>>

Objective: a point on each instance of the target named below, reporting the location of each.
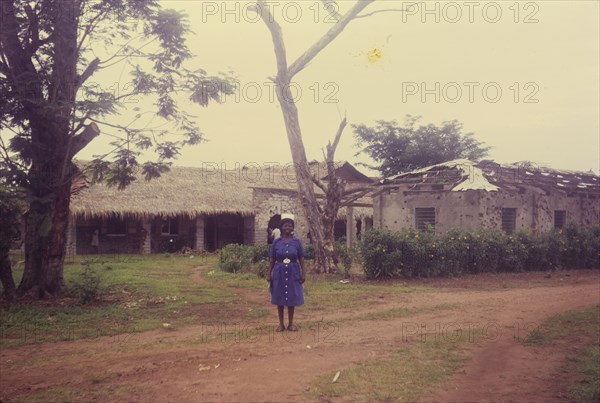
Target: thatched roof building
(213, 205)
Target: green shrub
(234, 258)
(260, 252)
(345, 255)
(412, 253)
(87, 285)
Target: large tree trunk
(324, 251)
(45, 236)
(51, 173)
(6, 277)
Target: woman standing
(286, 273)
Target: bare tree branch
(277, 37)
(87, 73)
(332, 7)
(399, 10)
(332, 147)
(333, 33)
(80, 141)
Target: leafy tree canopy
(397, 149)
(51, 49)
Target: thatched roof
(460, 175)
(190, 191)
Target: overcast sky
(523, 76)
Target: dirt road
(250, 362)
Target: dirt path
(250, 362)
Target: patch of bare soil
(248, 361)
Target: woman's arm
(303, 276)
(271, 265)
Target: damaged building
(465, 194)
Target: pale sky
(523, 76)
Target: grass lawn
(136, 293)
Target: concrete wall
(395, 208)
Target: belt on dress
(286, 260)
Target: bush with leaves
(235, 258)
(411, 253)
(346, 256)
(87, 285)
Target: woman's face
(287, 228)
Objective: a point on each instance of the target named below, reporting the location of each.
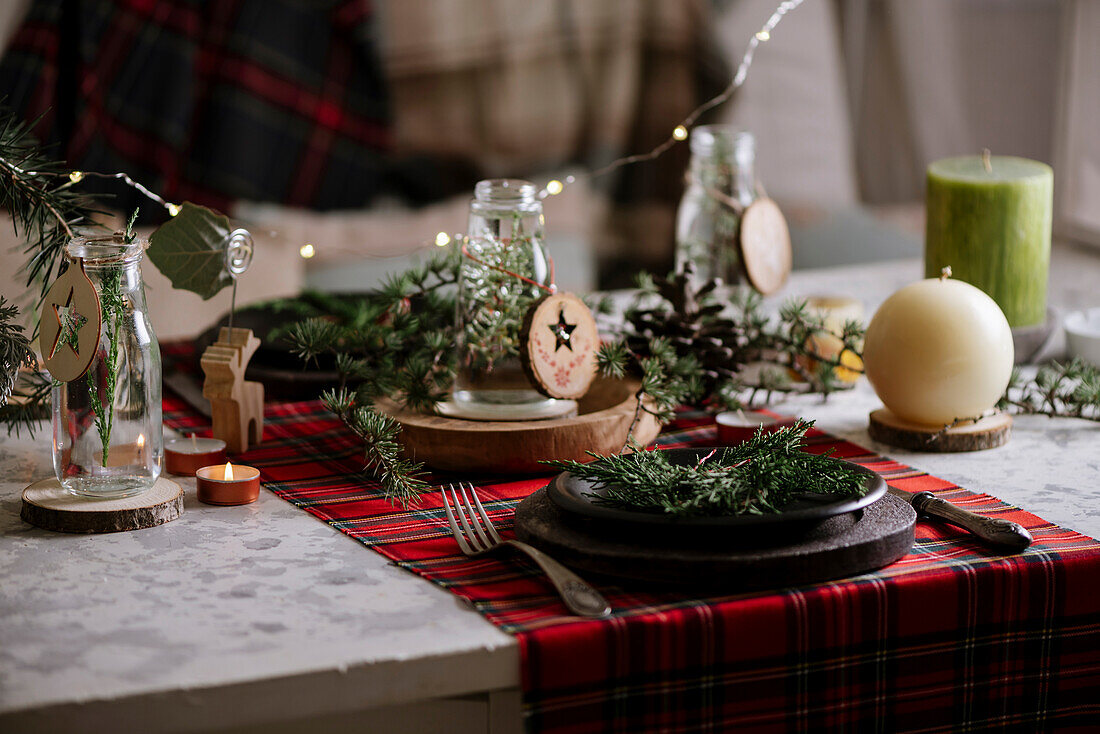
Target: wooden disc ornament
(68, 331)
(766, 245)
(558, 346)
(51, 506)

<<

Pictures are to be left out. Everything else in the records above gets repeated exactly.

Objective: a point on each instance of the target named below, reporting the location of each.
Target: thatched roof building
(213, 205)
Target: green shrub
(234, 258)
(260, 252)
(345, 255)
(412, 253)
(87, 285)
Target: large tree trunk
(324, 251)
(45, 236)
(51, 173)
(6, 277)
Target: woman standing
(286, 273)
Target: bare tree branch
(277, 37)
(87, 73)
(332, 7)
(399, 10)
(332, 147)
(333, 33)
(80, 141)
Target: leafy tree canopy
(397, 149)
(51, 49)
Target: thatched roof
(460, 175)
(190, 191)
Target: overcast sky
(523, 76)
Target: dirt road
(250, 362)
Target: dirt path
(250, 362)
Target: patch of bare soil
(248, 361)
Target: woman's arm
(303, 276)
(271, 265)
Target: damaged building
(465, 194)
Target: pale sky
(523, 76)
Target: grass lawn
(136, 293)
Target: concrete wall
(395, 208)
Target: belt on dress
(286, 260)
Target: bush with leaves
(235, 258)
(411, 253)
(346, 256)
(87, 285)
Target: woman's face
(287, 228)
Objective: a point on each instance of the target named below, reporting the location of each.
Target: wooden disc ornament
(68, 331)
(766, 245)
(558, 346)
(51, 506)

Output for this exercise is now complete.